_WHAT TO DO_: Begin at the line that contains "Pick out every instance of the fire" and repeat every line from there to the end of the records below, inclusive, without adding any other line.

[Image object location entries]
..............................

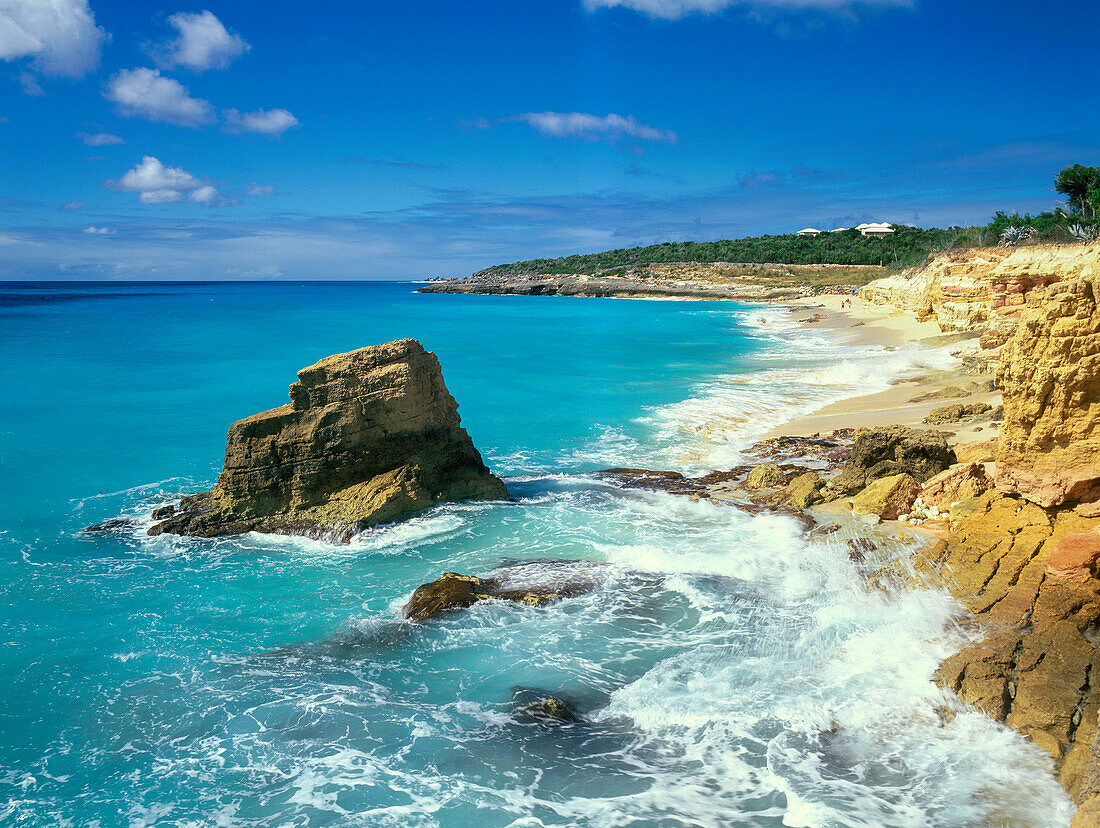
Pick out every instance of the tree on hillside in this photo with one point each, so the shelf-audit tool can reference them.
(1081, 187)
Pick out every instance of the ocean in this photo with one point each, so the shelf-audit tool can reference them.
(728, 671)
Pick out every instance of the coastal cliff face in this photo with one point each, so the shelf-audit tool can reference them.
(1036, 664)
(1024, 559)
(982, 289)
(370, 437)
(1048, 450)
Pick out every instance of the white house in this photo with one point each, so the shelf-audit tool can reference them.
(876, 230)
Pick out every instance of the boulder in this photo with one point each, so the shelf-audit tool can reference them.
(1048, 449)
(893, 450)
(768, 475)
(978, 452)
(804, 490)
(535, 584)
(1075, 555)
(957, 411)
(370, 437)
(960, 482)
(888, 497)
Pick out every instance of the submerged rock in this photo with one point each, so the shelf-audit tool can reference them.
(370, 437)
(542, 708)
(108, 526)
(957, 412)
(767, 475)
(892, 450)
(888, 497)
(535, 584)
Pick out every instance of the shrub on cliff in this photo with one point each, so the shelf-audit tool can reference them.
(1081, 187)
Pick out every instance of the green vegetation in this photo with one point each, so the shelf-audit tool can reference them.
(908, 245)
(1078, 221)
(1081, 187)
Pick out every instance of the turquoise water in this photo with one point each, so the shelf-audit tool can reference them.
(729, 672)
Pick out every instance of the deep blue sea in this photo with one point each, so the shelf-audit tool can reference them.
(728, 671)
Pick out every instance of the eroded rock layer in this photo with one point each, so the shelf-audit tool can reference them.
(370, 437)
(1036, 666)
(1048, 449)
(982, 289)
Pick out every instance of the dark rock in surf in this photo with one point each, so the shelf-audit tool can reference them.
(893, 450)
(538, 707)
(107, 526)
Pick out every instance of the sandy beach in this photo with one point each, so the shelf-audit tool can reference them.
(908, 403)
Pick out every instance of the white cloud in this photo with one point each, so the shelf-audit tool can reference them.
(593, 128)
(145, 94)
(61, 36)
(204, 43)
(152, 175)
(675, 9)
(266, 122)
(205, 195)
(156, 184)
(99, 139)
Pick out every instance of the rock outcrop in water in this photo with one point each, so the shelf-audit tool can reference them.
(370, 437)
(1048, 449)
(1037, 664)
(534, 584)
(892, 450)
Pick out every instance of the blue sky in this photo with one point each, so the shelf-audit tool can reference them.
(361, 140)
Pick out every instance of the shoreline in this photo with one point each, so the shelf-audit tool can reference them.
(905, 401)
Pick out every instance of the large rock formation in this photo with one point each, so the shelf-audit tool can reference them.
(370, 437)
(1048, 449)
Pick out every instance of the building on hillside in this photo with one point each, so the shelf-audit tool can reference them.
(876, 230)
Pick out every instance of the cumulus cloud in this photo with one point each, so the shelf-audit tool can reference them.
(99, 139)
(156, 184)
(146, 94)
(675, 9)
(59, 36)
(592, 128)
(202, 43)
(266, 122)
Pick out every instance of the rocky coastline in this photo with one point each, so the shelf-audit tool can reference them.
(751, 283)
(1007, 520)
(997, 498)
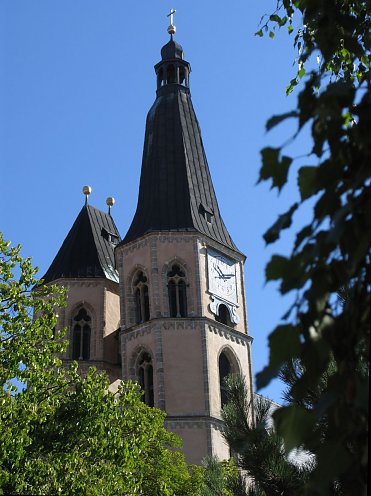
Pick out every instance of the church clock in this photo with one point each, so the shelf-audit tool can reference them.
(222, 276)
(222, 283)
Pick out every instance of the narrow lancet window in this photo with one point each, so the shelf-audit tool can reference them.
(145, 377)
(177, 291)
(224, 370)
(81, 335)
(141, 297)
(223, 316)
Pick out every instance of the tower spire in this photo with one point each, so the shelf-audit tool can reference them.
(176, 191)
(172, 28)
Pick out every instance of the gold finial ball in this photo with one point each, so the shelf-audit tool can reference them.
(171, 29)
(86, 190)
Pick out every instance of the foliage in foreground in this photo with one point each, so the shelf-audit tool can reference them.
(258, 450)
(331, 254)
(65, 434)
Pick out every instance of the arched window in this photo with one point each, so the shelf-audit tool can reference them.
(225, 368)
(160, 78)
(141, 297)
(177, 291)
(145, 377)
(81, 334)
(223, 316)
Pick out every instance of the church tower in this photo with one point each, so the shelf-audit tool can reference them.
(85, 266)
(182, 297)
(166, 305)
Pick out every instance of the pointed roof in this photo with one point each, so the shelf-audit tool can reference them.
(176, 191)
(88, 250)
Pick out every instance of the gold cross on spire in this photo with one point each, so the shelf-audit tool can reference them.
(171, 29)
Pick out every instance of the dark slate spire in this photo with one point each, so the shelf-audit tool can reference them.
(176, 192)
(88, 250)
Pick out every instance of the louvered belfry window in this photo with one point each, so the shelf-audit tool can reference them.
(141, 297)
(177, 290)
(81, 335)
(225, 369)
(145, 377)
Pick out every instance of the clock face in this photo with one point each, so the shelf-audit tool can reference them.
(222, 276)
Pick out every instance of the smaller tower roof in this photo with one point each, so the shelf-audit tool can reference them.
(88, 250)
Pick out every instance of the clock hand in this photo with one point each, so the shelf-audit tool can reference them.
(219, 270)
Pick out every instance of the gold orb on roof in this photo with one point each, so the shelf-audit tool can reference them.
(86, 190)
(171, 29)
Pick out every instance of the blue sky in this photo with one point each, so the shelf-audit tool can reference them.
(76, 83)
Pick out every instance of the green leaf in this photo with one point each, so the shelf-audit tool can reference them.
(307, 181)
(284, 344)
(295, 424)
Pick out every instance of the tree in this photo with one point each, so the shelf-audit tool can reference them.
(258, 449)
(332, 252)
(61, 433)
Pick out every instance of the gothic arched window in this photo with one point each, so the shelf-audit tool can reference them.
(145, 377)
(171, 74)
(177, 291)
(223, 316)
(141, 297)
(225, 368)
(81, 334)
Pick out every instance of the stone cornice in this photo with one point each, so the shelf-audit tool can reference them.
(187, 323)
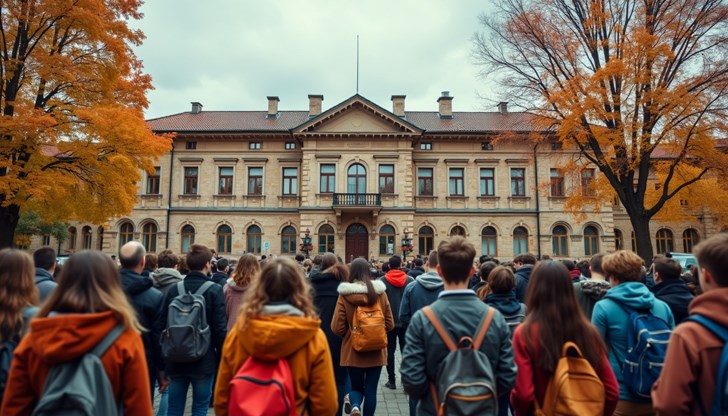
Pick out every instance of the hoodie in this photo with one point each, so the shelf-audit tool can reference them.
(422, 292)
(611, 318)
(282, 332)
(67, 337)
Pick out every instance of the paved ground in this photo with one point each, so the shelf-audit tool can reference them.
(389, 402)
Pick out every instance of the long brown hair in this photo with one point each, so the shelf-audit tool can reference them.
(553, 308)
(17, 290)
(246, 270)
(280, 280)
(90, 283)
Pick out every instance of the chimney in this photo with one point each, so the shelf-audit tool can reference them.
(314, 105)
(398, 105)
(503, 107)
(273, 106)
(445, 102)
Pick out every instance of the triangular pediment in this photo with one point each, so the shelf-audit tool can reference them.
(357, 115)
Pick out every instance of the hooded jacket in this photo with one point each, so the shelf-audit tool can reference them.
(418, 294)
(352, 295)
(281, 331)
(693, 354)
(589, 292)
(396, 281)
(676, 294)
(64, 338)
(148, 303)
(611, 317)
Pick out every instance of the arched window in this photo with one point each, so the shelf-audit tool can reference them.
(386, 240)
(86, 237)
(326, 239)
(520, 241)
(126, 233)
(457, 230)
(224, 239)
(188, 238)
(426, 240)
(255, 237)
(690, 239)
(618, 240)
(149, 237)
(591, 240)
(489, 238)
(288, 240)
(559, 243)
(665, 241)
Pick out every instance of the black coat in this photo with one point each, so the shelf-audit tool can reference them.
(216, 319)
(148, 303)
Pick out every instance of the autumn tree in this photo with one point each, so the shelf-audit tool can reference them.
(620, 80)
(72, 133)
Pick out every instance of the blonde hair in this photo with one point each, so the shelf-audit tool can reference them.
(280, 280)
(90, 283)
(17, 289)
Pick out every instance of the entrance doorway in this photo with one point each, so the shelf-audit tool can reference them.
(357, 242)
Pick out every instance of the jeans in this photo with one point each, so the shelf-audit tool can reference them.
(201, 394)
(392, 347)
(364, 382)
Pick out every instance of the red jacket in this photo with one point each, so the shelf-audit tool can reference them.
(531, 381)
(66, 337)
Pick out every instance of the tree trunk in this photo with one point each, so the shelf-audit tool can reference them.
(9, 217)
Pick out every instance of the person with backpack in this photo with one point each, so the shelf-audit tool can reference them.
(276, 359)
(86, 352)
(196, 326)
(17, 303)
(635, 326)
(446, 347)
(694, 379)
(554, 321)
(363, 317)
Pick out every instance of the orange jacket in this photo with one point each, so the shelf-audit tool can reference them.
(64, 338)
(273, 335)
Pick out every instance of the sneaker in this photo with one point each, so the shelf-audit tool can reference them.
(347, 405)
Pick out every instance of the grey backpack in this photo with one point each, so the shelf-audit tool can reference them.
(187, 336)
(81, 387)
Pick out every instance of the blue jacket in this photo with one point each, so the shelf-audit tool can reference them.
(418, 294)
(611, 317)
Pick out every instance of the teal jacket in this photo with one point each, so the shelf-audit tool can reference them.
(611, 317)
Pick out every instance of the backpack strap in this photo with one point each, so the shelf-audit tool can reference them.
(108, 340)
(484, 325)
(430, 314)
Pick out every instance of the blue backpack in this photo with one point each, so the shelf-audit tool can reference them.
(647, 339)
(720, 397)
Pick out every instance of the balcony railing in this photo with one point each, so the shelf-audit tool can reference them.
(358, 200)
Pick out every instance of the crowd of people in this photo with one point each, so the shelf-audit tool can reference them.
(475, 336)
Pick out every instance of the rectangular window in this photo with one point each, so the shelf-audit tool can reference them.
(386, 179)
(290, 181)
(226, 181)
(424, 181)
(153, 182)
(518, 182)
(557, 182)
(191, 181)
(255, 181)
(487, 181)
(457, 176)
(328, 179)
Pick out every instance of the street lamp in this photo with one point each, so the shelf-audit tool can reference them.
(306, 246)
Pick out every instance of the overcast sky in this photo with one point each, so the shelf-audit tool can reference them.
(231, 54)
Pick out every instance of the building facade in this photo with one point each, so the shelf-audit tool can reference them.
(359, 180)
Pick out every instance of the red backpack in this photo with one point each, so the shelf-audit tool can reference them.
(262, 388)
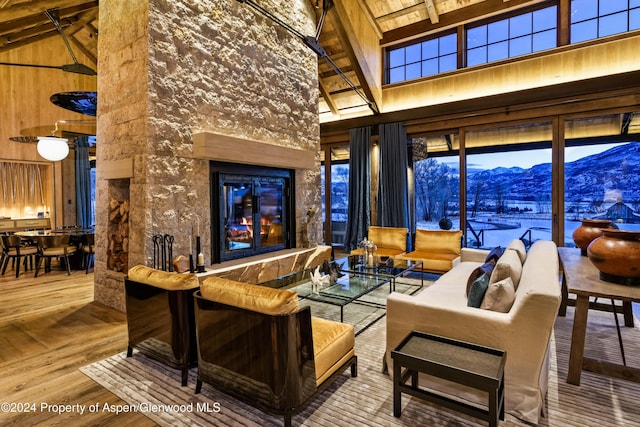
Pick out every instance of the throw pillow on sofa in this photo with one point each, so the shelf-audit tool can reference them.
(518, 246)
(507, 266)
(494, 254)
(477, 291)
(499, 296)
(487, 268)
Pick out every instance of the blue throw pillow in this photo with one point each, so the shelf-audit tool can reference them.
(495, 254)
(477, 291)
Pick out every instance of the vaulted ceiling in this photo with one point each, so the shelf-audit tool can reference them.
(347, 22)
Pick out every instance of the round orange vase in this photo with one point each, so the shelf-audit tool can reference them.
(589, 230)
(617, 255)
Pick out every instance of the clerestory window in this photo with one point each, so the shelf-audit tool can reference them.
(592, 19)
(517, 35)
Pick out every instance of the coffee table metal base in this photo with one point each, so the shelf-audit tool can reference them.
(464, 363)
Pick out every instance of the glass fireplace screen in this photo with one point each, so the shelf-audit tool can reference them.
(253, 217)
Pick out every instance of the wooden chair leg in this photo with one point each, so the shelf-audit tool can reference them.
(17, 267)
(66, 261)
(38, 262)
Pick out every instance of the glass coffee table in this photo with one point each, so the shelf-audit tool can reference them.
(355, 284)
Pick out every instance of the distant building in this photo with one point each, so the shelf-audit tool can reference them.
(620, 213)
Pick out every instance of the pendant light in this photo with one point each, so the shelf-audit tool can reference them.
(53, 148)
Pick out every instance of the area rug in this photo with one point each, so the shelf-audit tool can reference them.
(367, 399)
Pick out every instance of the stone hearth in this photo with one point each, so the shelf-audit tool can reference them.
(169, 70)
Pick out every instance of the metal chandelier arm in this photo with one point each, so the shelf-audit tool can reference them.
(273, 17)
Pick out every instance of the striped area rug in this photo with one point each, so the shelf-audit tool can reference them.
(367, 399)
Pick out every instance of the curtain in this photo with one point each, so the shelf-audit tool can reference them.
(83, 182)
(359, 209)
(393, 185)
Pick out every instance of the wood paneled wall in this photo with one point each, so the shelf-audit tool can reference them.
(25, 109)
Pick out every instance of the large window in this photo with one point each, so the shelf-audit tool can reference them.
(518, 35)
(339, 194)
(508, 185)
(602, 172)
(591, 19)
(429, 57)
(437, 183)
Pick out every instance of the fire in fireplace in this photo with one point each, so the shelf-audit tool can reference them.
(252, 210)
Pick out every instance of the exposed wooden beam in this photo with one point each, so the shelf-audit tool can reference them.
(559, 96)
(372, 20)
(454, 18)
(326, 95)
(38, 7)
(431, 10)
(357, 57)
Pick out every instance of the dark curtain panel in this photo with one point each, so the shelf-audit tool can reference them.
(392, 176)
(83, 182)
(359, 210)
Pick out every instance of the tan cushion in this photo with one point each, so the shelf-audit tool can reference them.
(331, 341)
(163, 279)
(507, 266)
(445, 241)
(250, 297)
(518, 246)
(499, 296)
(392, 238)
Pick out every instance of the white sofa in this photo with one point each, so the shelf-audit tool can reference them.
(524, 331)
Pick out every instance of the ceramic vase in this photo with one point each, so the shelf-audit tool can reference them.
(616, 254)
(588, 231)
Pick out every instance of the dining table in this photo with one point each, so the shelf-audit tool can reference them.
(77, 237)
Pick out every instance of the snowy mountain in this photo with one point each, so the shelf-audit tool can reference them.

..............................

_WORKED SOLUTION_:
Pick out every instance of the fire in fireplace in this photo with one point each, so the shelf-audit tool can reference them.
(252, 210)
Pick out every instance of the exposed wooden beam in this photo with one point each, so the shelf-audit tool can reference them.
(559, 96)
(372, 20)
(454, 18)
(326, 95)
(38, 7)
(431, 10)
(357, 57)
Pick out every instance of the dark curtain panel in this photo with one point each, so the shelf-audit tool can reference them.
(392, 176)
(83, 182)
(359, 210)
Pick out every instance of the tan cushion in this photo with one point each, so the shelf-audit tool can reference them.
(331, 341)
(163, 279)
(507, 266)
(445, 241)
(250, 297)
(518, 246)
(499, 296)
(392, 238)
Pick out every instance of the white sofa in this photo with one point each, so the shelf-audit tool can reference them.
(524, 331)
Pick out every instance of the ceramic vase in this photo with one point each, so the shelf-audit tool can reference them.
(616, 254)
(588, 231)
Pick out every instance of the dining table in this photo with one point each, so the shelf-audit tool can reference them.
(77, 237)
Pick out every instance of the snowy mountain in this photo with one point each, so the shelf-audit tool can reference them.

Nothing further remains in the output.